(TEXT TO READ):

Escalation is a 1968 animated short film, directed by Disney animator Ward Kimball. It is an anti-Vietnam War cartoon mocking U.S. President Lyndon B. Johnson.

Production
The short was made independently from the Disney Studios and is notable for being the only animated cartoon made in this manner by one of Disney's core animators, the "Nine Old Men." Escalation originated from his anger of the "Battle Hymn" during the Vietnam War (a song he performed many times with Firehouse Five Plus Two) and a story from The Realist that suggested that Johnson was preoccupied with the size of his genitals. Kimball had a budget of 3,000 dollars and had to outsource the ink and painting to Celine Miles Ink & Paint, had a college choir sing the "Battle Hymn of the Republic", had to pay an outside camera man to shoot the frames, and finished the film with the help of a friend. 

He showed it at film festivals, college campuses during the U.S. presidential election year in 1968, and personally gave away copies of the film to whoever was interested. The first film festival it was screened at a Los Angeles art house called the Cinema Theatre, proving the film so popular, that it was screened three times there. The film was a runner-up for the Academy Award, but was ultimately dropped due to its content.

In a 2000 interview shortly before his death, Kimball said that he thought that Escalation had not received the mainstream attention it deserved. In 2007, relatives of Kimball put the film online on YouTube.

(SUPPLIED MATERIAL):
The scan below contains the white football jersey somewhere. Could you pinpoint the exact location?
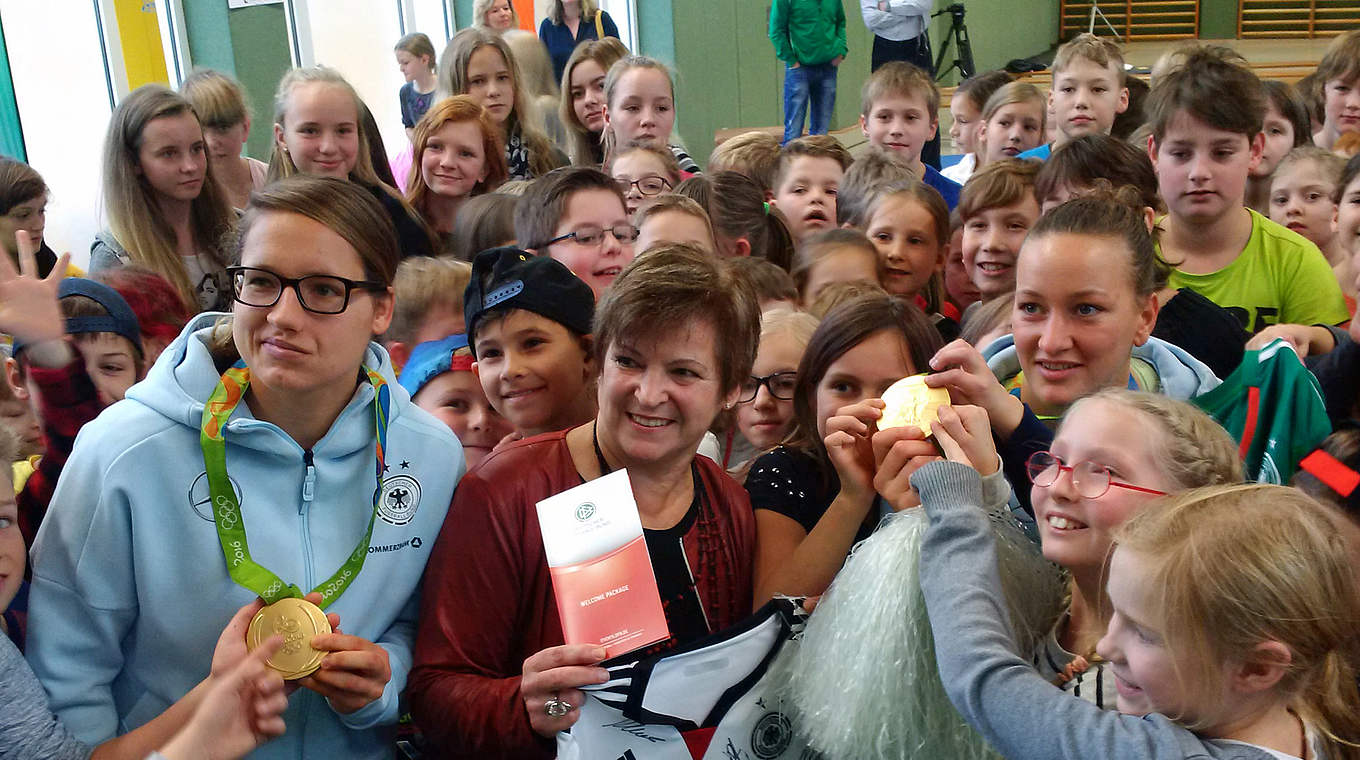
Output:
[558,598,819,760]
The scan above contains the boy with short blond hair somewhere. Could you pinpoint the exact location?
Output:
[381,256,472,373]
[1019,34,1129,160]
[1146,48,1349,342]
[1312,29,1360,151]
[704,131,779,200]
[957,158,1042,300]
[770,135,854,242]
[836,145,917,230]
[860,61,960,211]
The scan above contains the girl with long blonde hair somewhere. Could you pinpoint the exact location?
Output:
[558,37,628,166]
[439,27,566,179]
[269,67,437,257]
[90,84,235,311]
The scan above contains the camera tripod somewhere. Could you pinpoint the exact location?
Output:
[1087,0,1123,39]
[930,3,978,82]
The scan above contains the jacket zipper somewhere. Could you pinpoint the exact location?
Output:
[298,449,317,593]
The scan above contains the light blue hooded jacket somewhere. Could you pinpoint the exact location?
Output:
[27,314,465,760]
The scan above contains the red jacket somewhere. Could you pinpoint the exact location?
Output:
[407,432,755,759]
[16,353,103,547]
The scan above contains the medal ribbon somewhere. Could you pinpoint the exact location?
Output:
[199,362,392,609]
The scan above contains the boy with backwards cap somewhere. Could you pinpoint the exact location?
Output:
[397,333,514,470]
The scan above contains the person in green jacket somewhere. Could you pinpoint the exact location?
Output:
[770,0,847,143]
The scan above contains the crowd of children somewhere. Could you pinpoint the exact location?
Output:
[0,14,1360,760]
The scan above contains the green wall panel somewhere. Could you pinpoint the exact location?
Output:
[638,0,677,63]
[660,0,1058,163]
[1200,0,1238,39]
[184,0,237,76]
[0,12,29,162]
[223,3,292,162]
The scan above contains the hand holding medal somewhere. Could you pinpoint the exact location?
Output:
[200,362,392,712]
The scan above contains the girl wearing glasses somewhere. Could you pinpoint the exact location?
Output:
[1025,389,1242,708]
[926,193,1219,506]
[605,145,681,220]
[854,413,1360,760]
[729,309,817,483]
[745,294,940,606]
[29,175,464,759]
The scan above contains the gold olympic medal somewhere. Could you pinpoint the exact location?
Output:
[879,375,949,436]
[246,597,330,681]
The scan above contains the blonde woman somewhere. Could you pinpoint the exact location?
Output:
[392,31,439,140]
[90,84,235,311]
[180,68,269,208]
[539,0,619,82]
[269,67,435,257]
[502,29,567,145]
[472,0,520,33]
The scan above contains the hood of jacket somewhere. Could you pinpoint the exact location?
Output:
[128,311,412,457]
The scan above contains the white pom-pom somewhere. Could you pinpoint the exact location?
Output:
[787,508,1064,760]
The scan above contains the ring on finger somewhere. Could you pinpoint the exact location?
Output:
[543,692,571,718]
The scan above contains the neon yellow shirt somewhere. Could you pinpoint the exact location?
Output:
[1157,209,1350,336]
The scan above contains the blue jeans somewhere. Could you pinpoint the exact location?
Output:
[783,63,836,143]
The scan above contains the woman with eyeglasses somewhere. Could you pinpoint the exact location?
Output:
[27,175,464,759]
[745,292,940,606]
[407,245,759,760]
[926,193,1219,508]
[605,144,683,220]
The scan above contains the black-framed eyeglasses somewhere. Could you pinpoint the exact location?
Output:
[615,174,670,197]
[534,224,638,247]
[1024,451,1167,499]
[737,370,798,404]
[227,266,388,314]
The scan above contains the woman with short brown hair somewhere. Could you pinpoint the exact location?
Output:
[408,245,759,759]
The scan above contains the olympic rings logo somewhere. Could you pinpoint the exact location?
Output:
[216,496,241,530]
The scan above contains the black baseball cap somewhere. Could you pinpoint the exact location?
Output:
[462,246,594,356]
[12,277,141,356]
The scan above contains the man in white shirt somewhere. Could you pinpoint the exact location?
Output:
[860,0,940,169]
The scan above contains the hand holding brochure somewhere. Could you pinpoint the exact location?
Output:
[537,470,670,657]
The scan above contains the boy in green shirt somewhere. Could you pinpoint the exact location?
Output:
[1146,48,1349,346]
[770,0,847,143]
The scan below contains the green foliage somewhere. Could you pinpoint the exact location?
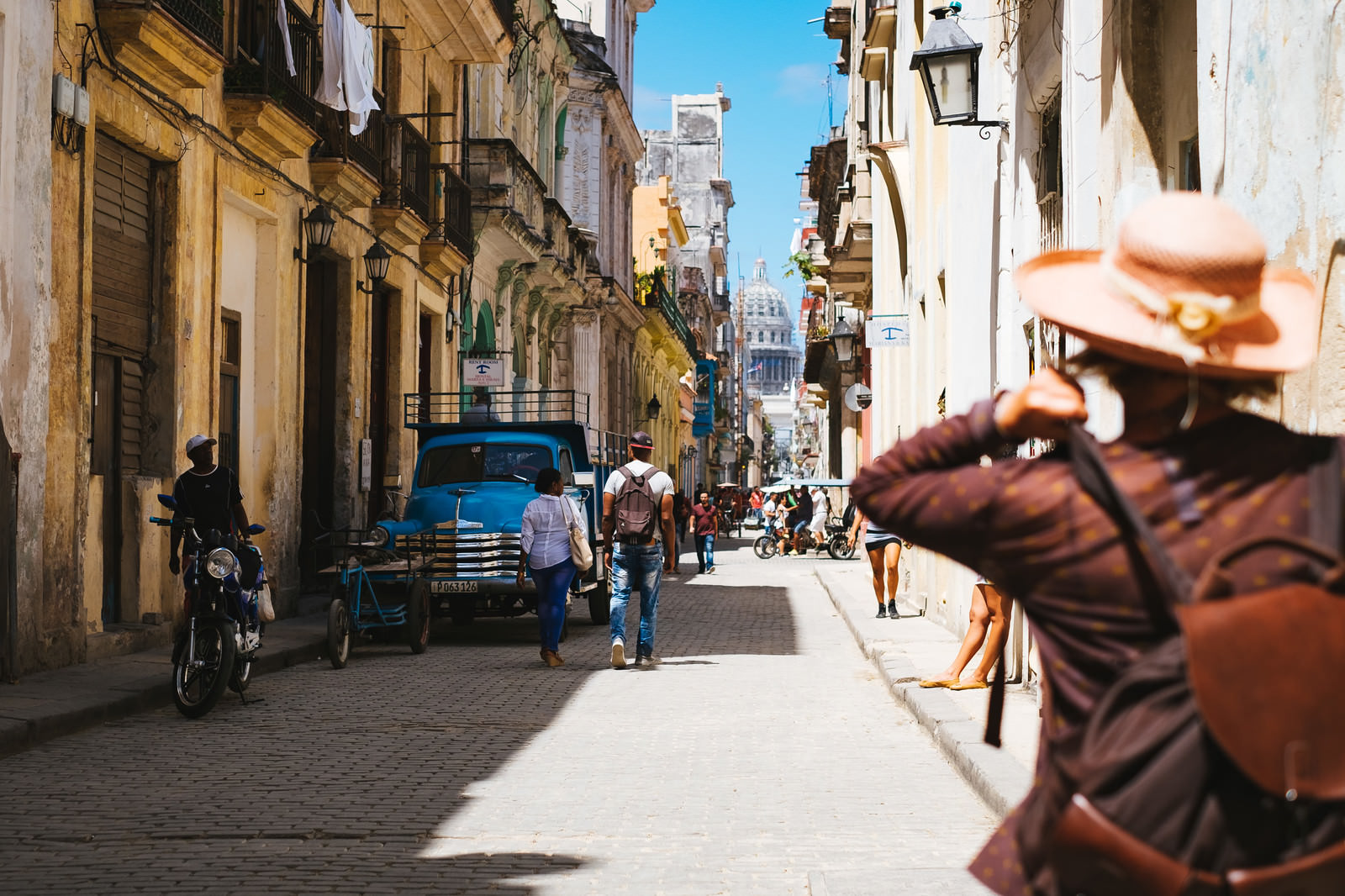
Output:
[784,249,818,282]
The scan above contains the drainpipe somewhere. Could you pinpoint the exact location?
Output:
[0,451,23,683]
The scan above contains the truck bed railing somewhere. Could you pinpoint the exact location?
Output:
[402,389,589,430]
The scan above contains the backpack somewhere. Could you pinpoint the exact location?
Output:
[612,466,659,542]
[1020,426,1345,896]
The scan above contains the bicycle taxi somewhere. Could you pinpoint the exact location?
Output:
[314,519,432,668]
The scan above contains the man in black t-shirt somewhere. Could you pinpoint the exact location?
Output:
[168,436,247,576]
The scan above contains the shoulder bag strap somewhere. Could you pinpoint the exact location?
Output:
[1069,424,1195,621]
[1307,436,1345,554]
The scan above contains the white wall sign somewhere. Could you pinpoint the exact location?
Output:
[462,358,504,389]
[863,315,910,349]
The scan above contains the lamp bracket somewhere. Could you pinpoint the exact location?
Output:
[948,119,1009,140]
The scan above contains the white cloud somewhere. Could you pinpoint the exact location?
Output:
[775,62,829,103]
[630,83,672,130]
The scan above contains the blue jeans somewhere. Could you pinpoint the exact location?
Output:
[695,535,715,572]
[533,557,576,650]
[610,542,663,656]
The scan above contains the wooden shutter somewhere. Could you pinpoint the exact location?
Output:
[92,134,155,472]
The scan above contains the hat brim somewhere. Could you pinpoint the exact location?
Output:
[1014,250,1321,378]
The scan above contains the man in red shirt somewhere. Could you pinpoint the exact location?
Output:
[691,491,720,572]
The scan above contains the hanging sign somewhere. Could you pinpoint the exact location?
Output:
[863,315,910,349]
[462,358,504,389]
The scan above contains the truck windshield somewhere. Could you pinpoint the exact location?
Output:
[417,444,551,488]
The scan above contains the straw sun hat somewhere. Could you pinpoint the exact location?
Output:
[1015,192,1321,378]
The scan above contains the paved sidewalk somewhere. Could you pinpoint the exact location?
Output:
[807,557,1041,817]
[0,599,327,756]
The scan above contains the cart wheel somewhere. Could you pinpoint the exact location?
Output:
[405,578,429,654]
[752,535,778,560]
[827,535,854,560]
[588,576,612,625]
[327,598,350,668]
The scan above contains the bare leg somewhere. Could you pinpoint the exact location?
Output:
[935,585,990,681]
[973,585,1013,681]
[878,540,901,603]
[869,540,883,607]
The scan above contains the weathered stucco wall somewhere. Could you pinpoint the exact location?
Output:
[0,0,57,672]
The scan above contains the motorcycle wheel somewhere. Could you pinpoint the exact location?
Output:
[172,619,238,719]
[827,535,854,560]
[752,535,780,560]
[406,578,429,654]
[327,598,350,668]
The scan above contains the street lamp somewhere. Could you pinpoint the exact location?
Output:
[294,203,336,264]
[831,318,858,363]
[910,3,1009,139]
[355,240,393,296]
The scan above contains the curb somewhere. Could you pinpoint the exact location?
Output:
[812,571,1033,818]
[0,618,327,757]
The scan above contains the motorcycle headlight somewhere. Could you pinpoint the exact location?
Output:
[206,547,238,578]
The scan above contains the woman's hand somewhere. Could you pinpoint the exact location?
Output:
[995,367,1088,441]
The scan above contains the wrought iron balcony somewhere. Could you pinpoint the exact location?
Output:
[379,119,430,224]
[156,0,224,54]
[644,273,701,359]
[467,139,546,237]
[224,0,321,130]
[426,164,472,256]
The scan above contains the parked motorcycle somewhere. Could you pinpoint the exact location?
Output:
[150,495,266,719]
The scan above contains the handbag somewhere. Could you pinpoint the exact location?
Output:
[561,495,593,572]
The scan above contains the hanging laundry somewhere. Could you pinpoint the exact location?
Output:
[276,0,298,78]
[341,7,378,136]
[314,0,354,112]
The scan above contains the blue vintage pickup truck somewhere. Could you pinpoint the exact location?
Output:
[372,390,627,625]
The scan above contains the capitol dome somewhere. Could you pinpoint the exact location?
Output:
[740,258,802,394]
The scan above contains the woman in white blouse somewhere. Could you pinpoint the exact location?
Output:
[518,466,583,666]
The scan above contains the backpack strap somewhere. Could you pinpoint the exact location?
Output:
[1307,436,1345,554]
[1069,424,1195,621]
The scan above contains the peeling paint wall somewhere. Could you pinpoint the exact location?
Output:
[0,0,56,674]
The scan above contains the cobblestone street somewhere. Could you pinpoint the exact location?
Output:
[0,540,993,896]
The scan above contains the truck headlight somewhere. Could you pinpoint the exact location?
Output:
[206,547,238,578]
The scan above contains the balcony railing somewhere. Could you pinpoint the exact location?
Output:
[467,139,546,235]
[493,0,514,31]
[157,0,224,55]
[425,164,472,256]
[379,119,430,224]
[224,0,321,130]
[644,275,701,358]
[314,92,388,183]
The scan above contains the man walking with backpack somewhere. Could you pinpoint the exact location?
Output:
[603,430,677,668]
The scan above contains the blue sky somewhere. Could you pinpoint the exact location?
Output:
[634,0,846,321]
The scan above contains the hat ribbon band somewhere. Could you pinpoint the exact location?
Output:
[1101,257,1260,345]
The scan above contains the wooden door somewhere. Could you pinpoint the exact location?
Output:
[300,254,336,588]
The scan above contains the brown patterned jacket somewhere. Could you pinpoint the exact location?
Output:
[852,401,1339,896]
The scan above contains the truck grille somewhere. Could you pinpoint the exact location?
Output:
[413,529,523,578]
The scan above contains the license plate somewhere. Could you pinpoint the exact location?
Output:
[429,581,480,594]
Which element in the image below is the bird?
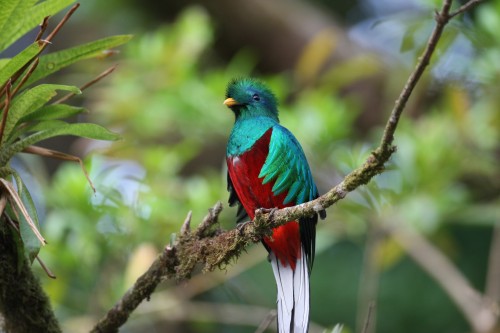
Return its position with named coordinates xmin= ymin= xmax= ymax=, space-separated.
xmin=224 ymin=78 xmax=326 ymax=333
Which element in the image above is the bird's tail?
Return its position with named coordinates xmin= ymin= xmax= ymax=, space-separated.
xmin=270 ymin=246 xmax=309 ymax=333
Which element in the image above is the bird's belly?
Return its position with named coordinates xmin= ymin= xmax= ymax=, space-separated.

(REQUIRED TASK 1):
Answer these questions about the text on the film Escalation:
(a) Who directed Escalation?
(b) What budget did Kimball have for the film?
(c) In what year did Kimball's relatives put the film on YouTube?
(REQUIRED TASK 2): Please recast the stretch of the records from the line that contains "The scan above contains the hand holding medal" through the line that contains "[29,175,464,759]" as a Markdown table with the columns Row and Line, leaving out blank lines.

(CORRECT ANSWER 1):
(a) Ward Kimball
(b) 3,000 dollars
(c) 2007

(CORRECT ANSWER 2):
| Row | Line |
|---|---|
| 1 | The scan above contains the hand holding medal somewhere. Could you pinpoint the exact location? |
| 2 | Output: |
| 3 | [200,362,392,712] |
| 4 | The scan above contains the girl wearing glasses somewhere. Could you pinpoint the exact location? |
| 5 | Output: |
| 6 | [1025,389,1242,708] |
| 7 | [926,193,1219,506] |
| 8 | [605,145,681,220] |
| 9 | [854,413,1360,760] |
| 10 | [729,309,817,483] |
| 11 | [745,294,940,606] |
| 12 | [29,175,464,759] |